▸ Document extract:
[Date Prev][Date Next][Thread Prev][Thread Next][Date Index][Thread Index]

Re: Kernel Oops RedHat 7.1 kernel-2.4.5 xfx-1.0.1



> (human oops). During bootup, the system oops'd when trying to mount the XFS
> partition we had grown. That disk remains unmountable, and will oops any of
> the three machines we have on the SAN when mounted (we had a backup of the
> data and sufficient extra, so we just left this partition of death for
> testing). The fourth oops just occurred today when I tried to xfsdump a
> partition. I've included the ksymoops output for each of the oops's in
> order.

I've seen this behaviour, too. The solution was to make sure the kernel
did not try to mount any XFS filesystem in single user mode and to
xfs_repair the filesystems.

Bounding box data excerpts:
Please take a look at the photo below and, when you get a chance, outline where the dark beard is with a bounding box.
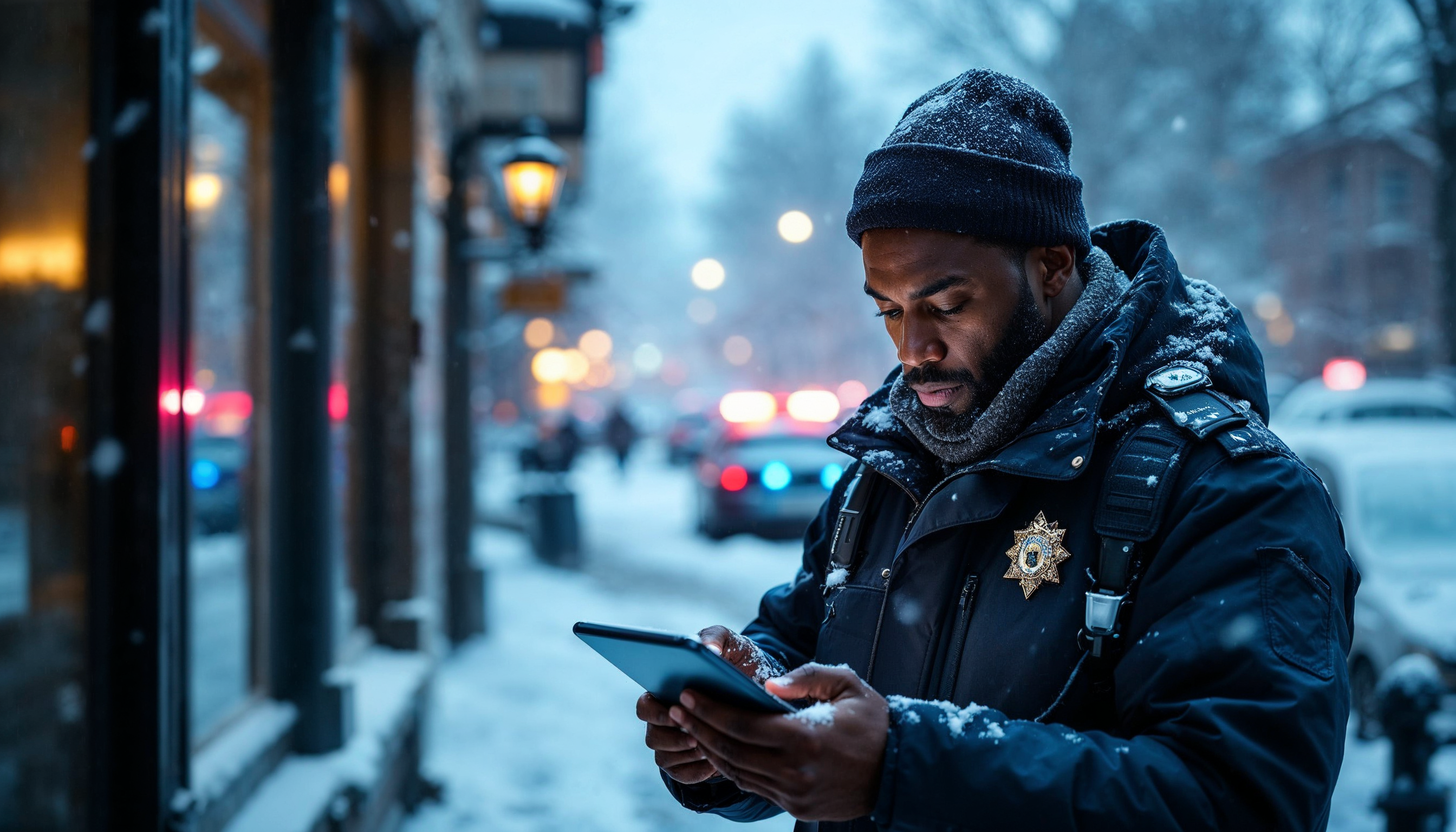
[901,280,1047,439]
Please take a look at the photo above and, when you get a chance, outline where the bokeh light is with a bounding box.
[576,329,612,361]
[1321,359,1366,391]
[531,347,567,385]
[521,317,556,350]
[779,211,814,243]
[786,391,838,421]
[718,391,779,424]
[693,256,728,291]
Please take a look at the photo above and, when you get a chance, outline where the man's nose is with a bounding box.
[895,316,945,367]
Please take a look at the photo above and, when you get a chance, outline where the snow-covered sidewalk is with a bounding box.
[405,447,1456,832]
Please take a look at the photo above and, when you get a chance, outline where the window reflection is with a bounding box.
[0,0,89,832]
[182,24,261,743]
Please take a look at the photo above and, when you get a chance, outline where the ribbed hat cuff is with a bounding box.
[844,143,1092,258]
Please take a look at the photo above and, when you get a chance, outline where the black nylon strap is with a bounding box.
[828,462,880,573]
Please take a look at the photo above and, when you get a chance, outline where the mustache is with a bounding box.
[900,361,976,386]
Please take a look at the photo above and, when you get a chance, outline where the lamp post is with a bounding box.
[499,118,567,251]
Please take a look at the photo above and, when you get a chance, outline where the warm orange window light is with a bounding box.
[0,236,83,291]
[329,162,349,205]
[186,173,223,211]
[501,160,561,227]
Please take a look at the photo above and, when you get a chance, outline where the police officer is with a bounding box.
[638,70,1358,832]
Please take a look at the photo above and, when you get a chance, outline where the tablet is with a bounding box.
[571,621,795,714]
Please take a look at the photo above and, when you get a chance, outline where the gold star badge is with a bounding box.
[1002,511,1071,597]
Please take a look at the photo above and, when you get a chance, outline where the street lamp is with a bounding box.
[501,120,567,249]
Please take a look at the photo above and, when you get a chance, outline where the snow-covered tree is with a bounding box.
[703,48,894,388]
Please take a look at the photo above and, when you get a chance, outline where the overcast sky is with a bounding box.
[593,0,925,214]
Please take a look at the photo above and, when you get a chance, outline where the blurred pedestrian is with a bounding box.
[606,402,638,475]
[521,415,581,473]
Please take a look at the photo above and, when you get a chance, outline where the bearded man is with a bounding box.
[638,70,1358,832]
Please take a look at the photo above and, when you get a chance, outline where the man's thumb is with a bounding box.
[766,661,859,703]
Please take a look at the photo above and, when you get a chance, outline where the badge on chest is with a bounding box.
[1002,511,1071,597]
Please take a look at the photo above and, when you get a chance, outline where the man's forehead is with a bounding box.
[861,229,994,274]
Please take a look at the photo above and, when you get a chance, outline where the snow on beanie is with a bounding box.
[844,70,1092,259]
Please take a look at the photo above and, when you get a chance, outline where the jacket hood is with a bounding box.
[828,220,1268,501]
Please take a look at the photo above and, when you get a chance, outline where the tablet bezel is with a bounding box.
[571,621,798,714]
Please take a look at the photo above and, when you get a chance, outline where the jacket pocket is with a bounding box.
[1258,548,1335,680]
[814,584,885,679]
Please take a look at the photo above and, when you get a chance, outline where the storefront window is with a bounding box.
[329,38,364,659]
[184,16,264,743]
[0,0,89,832]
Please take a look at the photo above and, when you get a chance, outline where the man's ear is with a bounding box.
[1028,245,1077,300]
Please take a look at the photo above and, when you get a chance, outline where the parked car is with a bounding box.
[667,414,713,465]
[188,435,248,535]
[698,417,850,539]
[1281,425,1456,737]
[1270,379,1456,428]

▸ What to do: Resume the mailing list reply about the XFS kernel oops, picking up right after its last sentence.

▸ Output for this exercise:
-------- Original Message --------
Subject: Re: xfsdump estimates sometimes fail
Date: Sun, 29 Jul 2001 14:53:45 +0200
From: "Bernhard R. Erdmann" <be@berdmann.de>
To: "amanda-users@amanda.org" <amanda-users@amanda.org>
CC: jrj@cc.purdue.edu, Linux XFS Mailing List <linux-xfs@oss.sgi.com>
References: <200107232132.QAA03943@gandalf.cc.purdue.edu>
<3B5E6D9D.53541623@berdmann.de>

> > >on a particular host (Linux 2.4.6-prexy-xfs, RH 7.1 + LVM + XFS, Amanda
> > >2.4.2p2) sometimes sendsize fails to estimate sizes with xfsdump.
> 
> I recognized kernel oopses in syslog when Amanda tried to backup this
> host (maxdumps=3):
[...]
> Ok, I'll upgrade the kernel from 2.4.6-pre5-xfs to 2.4.7-xfs before any
> further investigation...

Boy, that was a story... 

- Upgraded to Kernel 2.4.7-xfs and rebooted.
- Mounting of /var failed with OOPS (sorry, no copy)
- Rebooted to single user mode
- "xfs_repair /dev/vg1/var" ran forever (> 30 min) with no output.
Instead, each RAID array on that Compaq ML 530 containing 13 hard disks
was read sequentially (that's what the LED's suggested).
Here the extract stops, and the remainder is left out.